What is expected:
Retype every entry in its entirety, without alteration.

#### Materials provided ####

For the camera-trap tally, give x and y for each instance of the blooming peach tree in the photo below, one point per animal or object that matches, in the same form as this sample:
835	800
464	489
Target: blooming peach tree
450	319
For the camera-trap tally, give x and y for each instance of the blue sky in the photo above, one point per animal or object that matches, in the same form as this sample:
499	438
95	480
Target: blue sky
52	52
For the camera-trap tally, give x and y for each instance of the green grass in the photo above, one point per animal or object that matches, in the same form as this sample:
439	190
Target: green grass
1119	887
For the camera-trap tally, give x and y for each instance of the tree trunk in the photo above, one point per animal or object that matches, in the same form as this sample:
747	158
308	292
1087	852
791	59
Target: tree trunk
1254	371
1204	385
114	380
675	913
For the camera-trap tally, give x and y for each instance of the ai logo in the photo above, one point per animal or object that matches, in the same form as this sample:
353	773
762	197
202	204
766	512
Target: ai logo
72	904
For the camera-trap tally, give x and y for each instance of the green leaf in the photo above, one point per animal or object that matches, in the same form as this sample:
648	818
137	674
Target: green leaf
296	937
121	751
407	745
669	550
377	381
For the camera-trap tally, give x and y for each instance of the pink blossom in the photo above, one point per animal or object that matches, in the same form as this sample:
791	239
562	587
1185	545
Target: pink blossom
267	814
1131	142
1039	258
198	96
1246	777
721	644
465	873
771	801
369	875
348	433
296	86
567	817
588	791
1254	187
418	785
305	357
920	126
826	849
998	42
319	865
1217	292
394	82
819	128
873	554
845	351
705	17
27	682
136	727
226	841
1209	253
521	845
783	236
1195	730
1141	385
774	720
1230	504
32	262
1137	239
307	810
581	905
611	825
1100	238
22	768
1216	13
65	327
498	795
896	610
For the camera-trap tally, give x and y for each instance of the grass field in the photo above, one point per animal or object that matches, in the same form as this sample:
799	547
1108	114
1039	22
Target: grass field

####

Answer space:
For the camera-trap tally, give x and y for each instance of the blooming peach tree in the photo below, one point per animal or object that matches, in the same form as this sample:
835	800
464	489
Target: blooming peach tree
450	319
For the camera-trap tally, give x and y for each instance of the blue sky in the photo above, one point per animal or object that matches, in the same form as this sample:
499	438
95	480
Target: blue sky
52	52
For the camera-trap tally, give x and y for each instance of the green grass in the photo above, one point per animal or object that matches, in the same form as this sample:
439	190
Target: green grass
1119	887
For the camera-trap tally, give x and y for each instance of the tree trunk in the photo above, one point per animal or object that matches, in the same form as this sample:
747	158
308	292
1087	852
791	59
Target: tree trunk
1254	371
1204	385
114	380
675	913
For the camera-trap tally, give x and y for each instance of the ai logo in the photo above, one point per animal or object that matches, in the same form as this sample:
353	773
762	197
202	204
766	512
Target: ai logo
72	904
For the camera-trap tally, give x and y for each instance of the green leaf in the photo above, one point per animal or object that matches, in the same form as this sample:
648	818
137	674
Target: green leaf
296	937
121	751
407	745
669	550
377	381
For the camera-trap tally, give x and y for each instance of the pink blossom in the photo above, one point per animal or object that matches, in the same form as this sample:
791	239
562	587
1185	545
Target: pink blossom
267	814
1131	142
1039	258
198	96
1246	777
721	644
465	873
771	801
369	875
348	433
296	86
567	817
588	791
1254	187
418	785
305	357
920	126
826	849
998	42
319	865
1217	292
394	82
819	128
873	554
845	351
705	17
27	682
136	727
226	841
1209	253
521	845
783	236
1195	730
1141	385
774	720
1230	504
32	262
1137	239
307	810
581	905
611	825
1100	238
22	768
1216	13
65	327
498	795
896	610
For the camera-trap tally, give x and y for each instance of the grass field in the photo above, one point per animal or object that matches, in the same form as this sample:
799	547
1108	114
1039	22
Target: grass field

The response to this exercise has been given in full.